From the data that follows, print exactly the lines starting at the one containing "x=276 y=776" and ending at the one containing "x=708 y=531"; include both of them and nothing more.
══════
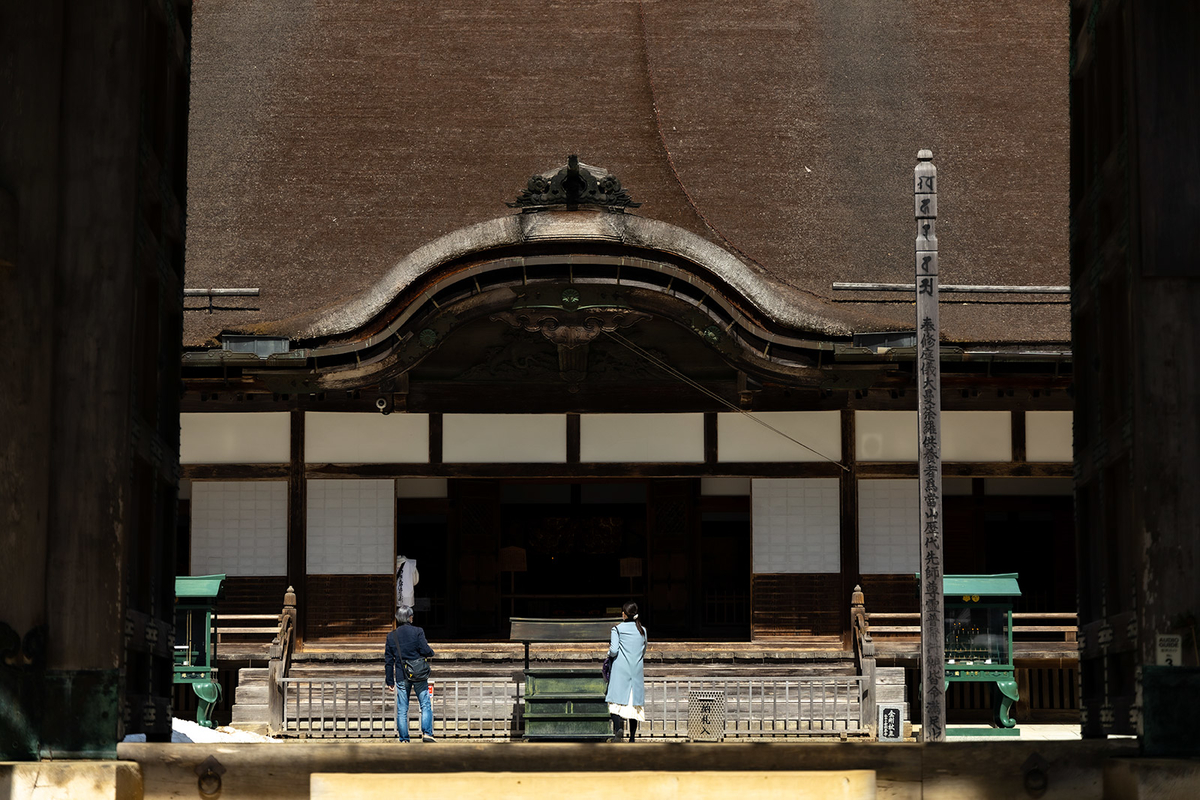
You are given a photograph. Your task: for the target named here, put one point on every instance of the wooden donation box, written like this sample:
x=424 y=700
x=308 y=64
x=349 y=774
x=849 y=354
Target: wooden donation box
x=979 y=637
x=196 y=644
x=562 y=703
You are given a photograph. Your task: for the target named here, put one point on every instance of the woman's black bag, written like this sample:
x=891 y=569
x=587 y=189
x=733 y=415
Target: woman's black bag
x=417 y=669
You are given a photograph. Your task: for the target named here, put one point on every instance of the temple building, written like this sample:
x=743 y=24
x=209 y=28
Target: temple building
x=561 y=380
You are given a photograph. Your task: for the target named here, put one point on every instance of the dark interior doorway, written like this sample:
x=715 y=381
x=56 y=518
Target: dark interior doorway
x=571 y=549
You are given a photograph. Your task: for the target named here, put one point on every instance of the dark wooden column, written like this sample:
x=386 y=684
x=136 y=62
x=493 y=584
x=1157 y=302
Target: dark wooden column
x=298 y=527
x=573 y=438
x=1018 y=437
x=849 y=494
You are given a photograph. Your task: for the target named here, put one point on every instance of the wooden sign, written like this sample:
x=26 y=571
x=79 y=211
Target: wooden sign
x=891 y=723
x=1168 y=649
x=929 y=453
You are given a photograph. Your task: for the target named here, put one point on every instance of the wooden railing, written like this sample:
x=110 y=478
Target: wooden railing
x=491 y=708
x=864 y=651
x=280 y=662
x=1029 y=627
x=237 y=629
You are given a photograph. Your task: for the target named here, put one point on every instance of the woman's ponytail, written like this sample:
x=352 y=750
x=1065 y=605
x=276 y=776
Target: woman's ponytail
x=630 y=611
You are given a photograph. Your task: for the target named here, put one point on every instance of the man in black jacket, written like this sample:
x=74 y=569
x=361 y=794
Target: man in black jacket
x=406 y=643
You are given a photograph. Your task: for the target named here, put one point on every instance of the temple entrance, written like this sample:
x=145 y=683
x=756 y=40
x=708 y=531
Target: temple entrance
x=495 y=548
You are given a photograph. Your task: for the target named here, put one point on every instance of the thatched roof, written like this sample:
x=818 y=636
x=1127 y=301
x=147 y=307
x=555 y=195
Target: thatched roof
x=330 y=140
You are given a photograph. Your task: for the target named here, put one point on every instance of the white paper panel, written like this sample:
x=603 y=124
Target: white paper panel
x=1049 y=437
x=796 y=525
x=351 y=527
x=235 y=438
x=240 y=528
x=642 y=438
x=886 y=435
x=504 y=438
x=977 y=435
x=888 y=513
x=348 y=438
x=741 y=439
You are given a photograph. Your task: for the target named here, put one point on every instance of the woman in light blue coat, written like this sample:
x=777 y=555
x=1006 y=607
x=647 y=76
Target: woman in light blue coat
x=627 y=684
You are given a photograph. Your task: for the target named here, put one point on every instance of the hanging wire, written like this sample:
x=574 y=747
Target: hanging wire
x=675 y=373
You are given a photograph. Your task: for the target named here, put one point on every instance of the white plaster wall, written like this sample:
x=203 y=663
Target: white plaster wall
x=888 y=515
x=796 y=525
x=886 y=435
x=504 y=438
x=966 y=435
x=642 y=438
x=348 y=438
x=1049 y=437
x=240 y=528
x=351 y=527
x=977 y=435
x=741 y=439
x=221 y=438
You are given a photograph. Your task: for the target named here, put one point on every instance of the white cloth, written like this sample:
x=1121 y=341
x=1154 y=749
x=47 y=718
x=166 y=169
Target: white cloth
x=628 y=710
x=406 y=582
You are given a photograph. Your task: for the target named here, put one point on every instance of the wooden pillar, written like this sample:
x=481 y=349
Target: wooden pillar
x=573 y=438
x=850 y=577
x=298 y=527
x=929 y=458
x=1018 y=437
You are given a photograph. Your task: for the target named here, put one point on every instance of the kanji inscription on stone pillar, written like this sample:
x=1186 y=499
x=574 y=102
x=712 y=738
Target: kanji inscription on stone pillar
x=929 y=452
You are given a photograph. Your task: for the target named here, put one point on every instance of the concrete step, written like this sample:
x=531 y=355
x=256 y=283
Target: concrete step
x=244 y=713
x=251 y=695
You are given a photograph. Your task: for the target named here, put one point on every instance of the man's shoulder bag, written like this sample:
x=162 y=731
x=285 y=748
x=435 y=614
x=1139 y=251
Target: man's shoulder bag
x=417 y=669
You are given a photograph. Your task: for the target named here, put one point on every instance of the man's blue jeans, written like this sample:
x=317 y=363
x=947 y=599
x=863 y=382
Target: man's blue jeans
x=423 y=697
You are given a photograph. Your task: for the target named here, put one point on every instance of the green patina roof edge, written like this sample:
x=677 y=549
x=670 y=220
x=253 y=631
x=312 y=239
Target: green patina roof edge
x=985 y=585
x=199 y=585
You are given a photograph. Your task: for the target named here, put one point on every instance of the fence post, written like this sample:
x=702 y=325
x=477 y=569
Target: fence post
x=280 y=655
x=864 y=653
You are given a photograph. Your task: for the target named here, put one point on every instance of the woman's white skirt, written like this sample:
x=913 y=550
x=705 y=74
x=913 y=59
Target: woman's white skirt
x=628 y=710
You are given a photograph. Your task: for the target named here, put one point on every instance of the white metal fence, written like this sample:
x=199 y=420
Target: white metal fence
x=490 y=708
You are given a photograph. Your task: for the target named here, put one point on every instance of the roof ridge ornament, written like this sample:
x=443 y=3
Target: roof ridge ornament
x=571 y=186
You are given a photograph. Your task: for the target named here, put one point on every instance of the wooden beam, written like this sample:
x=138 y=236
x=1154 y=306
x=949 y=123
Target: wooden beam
x=435 y=439
x=298 y=530
x=711 y=435
x=969 y=469
x=1019 y=437
x=583 y=470
x=849 y=524
x=235 y=471
x=573 y=438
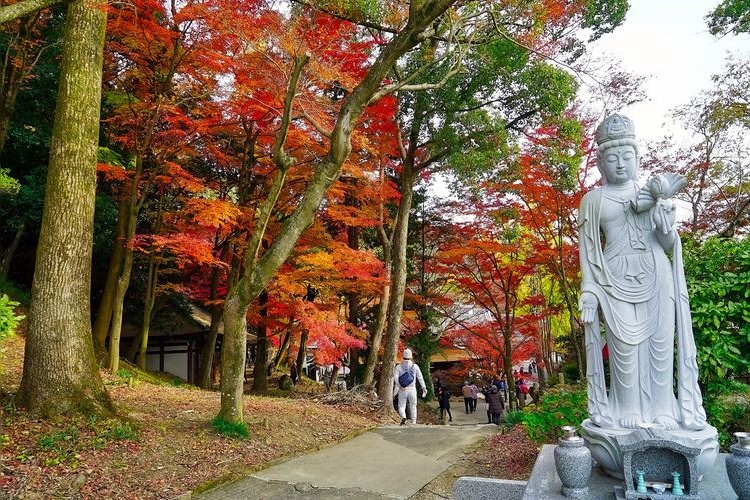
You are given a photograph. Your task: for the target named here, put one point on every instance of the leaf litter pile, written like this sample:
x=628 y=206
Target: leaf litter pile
x=164 y=445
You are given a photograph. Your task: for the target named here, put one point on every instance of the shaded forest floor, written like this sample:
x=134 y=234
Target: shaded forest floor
x=164 y=445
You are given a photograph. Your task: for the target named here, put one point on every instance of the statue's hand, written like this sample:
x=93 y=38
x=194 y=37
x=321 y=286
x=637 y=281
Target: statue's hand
x=664 y=215
x=588 y=305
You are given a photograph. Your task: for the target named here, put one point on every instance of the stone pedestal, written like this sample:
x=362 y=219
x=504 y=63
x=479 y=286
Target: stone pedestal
x=545 y=485
x=659 y=458
x=606 y=450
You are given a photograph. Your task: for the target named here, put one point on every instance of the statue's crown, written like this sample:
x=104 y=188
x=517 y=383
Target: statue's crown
x=615 y=127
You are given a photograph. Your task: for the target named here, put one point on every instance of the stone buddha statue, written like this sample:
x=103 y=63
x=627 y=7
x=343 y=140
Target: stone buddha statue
x=630 y=285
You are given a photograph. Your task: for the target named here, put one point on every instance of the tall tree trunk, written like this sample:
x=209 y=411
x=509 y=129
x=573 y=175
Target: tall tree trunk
x=376 y=334
x=148 y=309
x=209 y=350
x=396 y=303
x=259 y=270
x=152 y=283
x=260 y=375
x=209 y=347
x=60 y=374
x=123 y=281
x=302 y=352
x=278 y=360
x=104 y=313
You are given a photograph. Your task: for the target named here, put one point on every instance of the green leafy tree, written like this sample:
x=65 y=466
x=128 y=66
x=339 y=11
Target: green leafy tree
x=718 y=276
x=60 y=373
x=730 y=16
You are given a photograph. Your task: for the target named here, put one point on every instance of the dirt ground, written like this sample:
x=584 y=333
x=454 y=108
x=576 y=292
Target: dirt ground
x=507 y=455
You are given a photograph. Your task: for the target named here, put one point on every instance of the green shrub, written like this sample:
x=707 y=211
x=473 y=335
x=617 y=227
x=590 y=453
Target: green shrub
x=124 y=431
x=8 y=319
x=563 y=405
x=513 y=417
x=229 y=429
x=727 y=406
x=570 y=370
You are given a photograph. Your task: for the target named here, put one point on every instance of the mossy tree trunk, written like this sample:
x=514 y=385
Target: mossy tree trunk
x=398 y=283
x=259 y=270
x=60 y=374
x=104 y=312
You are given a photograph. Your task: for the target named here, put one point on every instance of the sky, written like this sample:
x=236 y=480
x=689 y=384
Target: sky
x=668 y=42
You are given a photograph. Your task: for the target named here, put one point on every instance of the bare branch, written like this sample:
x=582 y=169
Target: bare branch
x=315 y=124
x=23 y=8
x=282 y=160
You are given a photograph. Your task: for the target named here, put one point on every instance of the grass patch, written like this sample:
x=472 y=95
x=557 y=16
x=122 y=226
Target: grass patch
x=231 y=430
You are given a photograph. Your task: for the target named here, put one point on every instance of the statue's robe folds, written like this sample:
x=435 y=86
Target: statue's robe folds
x=644 y=301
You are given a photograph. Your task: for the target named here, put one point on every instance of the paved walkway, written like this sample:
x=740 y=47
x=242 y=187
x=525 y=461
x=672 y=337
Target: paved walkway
x=388 y=462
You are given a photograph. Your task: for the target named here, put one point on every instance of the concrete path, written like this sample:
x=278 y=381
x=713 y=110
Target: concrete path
x=387 y=462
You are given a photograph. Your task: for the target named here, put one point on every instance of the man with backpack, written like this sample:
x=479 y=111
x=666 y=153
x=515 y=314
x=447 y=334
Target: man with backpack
x=405 y=378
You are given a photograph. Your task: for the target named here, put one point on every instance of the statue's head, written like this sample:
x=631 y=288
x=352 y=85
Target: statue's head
x=617 y=149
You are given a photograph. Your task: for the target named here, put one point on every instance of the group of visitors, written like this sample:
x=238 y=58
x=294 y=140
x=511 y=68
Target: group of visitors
x=407 y=375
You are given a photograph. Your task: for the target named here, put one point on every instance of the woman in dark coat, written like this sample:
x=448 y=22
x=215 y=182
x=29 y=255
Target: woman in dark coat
x=444 y=397
x=496 y=406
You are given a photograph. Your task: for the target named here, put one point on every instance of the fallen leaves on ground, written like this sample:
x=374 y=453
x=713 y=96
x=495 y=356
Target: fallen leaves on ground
x=510 y=455
x=164 y=446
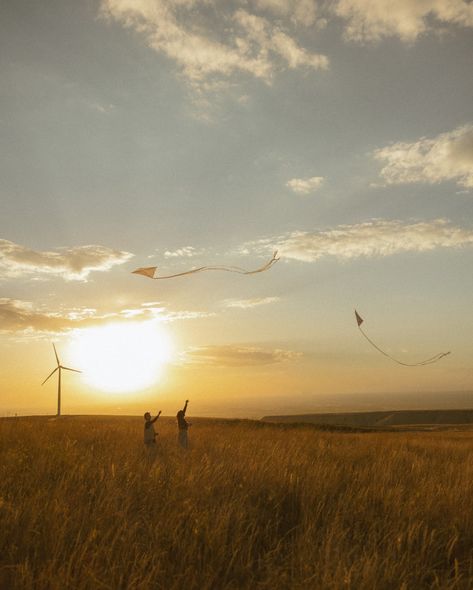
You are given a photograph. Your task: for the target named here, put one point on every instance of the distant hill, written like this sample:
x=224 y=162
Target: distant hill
x=385 y=419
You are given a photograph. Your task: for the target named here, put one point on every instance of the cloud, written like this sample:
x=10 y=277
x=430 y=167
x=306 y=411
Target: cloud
x=449 y=156
x=369 y=239
x=68 y=263
x=185 y=252
x=372 y=20
x=213 y=41
x=238 y=356
x=249 y=303
x=22 y=317
x=304 y=186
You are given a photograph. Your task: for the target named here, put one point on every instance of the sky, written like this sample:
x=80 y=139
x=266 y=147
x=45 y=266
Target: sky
x=185 y=133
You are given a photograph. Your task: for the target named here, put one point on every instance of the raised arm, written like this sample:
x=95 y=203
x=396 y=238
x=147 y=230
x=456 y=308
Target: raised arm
x=154 y=419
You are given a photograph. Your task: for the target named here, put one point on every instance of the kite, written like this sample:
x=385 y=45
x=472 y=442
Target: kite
x=429 y=361
x=150 y=271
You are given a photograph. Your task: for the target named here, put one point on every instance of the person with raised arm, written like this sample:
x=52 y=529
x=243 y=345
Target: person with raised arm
x=183 y=426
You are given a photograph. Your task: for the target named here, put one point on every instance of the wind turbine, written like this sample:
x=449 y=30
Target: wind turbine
x=59 y=368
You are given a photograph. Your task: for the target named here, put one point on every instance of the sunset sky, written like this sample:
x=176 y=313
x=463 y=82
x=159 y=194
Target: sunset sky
x=182 y=133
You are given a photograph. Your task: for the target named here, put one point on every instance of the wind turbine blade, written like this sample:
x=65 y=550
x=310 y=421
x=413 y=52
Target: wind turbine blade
x=50 y=375
x=69 y=369
x=57 y=358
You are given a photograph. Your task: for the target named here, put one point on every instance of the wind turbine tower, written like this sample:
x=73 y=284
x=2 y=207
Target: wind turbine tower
x=59 y=368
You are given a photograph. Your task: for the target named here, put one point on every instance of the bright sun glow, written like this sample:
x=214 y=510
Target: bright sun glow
x=121 y=357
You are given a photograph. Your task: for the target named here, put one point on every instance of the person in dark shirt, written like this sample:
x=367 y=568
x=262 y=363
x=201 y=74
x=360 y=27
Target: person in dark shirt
x=183 y=426
x=149 y=432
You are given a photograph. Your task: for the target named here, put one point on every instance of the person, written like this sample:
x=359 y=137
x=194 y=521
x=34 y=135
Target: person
x=150 y=433
x=183 y=426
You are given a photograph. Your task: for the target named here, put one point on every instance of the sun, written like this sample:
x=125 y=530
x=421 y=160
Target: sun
x=121 y=357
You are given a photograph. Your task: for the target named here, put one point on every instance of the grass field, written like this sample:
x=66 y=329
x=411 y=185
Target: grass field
x=248 y=506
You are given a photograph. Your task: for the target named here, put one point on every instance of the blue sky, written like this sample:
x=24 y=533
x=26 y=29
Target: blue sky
x=182 y=133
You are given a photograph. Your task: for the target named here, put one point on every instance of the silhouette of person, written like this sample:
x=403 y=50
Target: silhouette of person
x=149 y=432
x=183 y=426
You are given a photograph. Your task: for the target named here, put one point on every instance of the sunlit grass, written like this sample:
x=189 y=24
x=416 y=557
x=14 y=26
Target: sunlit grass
x=246 y=507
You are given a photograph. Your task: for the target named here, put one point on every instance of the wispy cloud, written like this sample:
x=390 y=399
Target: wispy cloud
x=373 y=20
x=249 y=303
x=305 y=186
x=369 y=239
x=23 y=317
x=184 y=252
x=69 y=263
x=448 y=156
x=212 y=41
x=238 y=356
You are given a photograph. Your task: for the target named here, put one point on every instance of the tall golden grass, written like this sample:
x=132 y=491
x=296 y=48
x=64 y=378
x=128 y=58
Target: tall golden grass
x=246 y=507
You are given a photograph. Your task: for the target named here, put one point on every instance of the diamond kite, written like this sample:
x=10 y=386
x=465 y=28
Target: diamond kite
x=150 y=271
x=429 y=361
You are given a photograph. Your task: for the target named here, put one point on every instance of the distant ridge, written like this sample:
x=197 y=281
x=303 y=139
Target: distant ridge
x=383 y=419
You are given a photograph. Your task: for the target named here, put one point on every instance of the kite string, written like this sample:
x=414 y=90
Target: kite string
x=235 y=269
x=428 y=361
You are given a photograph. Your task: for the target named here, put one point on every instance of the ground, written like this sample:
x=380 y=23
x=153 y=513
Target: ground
x=248 y=506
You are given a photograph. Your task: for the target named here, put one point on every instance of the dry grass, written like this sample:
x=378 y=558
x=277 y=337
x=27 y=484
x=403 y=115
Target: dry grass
x=247 y=507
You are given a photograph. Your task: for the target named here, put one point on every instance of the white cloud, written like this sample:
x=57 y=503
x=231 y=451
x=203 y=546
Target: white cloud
x=304 y=186
x=300 y=12
x=237 y=356
x=208 y=40
x=449 y=156
x=249 y=303
x=372 y=20
x=372 y=238
x=69 y=263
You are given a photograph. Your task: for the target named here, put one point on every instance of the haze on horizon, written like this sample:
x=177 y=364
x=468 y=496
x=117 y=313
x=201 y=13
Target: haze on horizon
x=180 y=133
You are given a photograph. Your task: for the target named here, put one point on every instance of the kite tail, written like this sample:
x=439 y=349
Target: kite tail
x=150 y=272
x=429 y=361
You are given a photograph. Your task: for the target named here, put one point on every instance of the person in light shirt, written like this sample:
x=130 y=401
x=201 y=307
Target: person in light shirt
══════
Finished exercise >>
x=276 y=776
Target: woman's ponytail
x=630 y=611
You are given a photograph. Your task: for the target named here, put one point on every instance of the man in black jacket, written like this sample:
x=74 y=569
x=361 y=794
Target: man in black jacket
x=406 y=643
You are given a photograph. Your task: for the target named here, put one point on every instance of the temple entrance, written like this sample:
x=145 y=683
x=756 y=40
x=708 y=531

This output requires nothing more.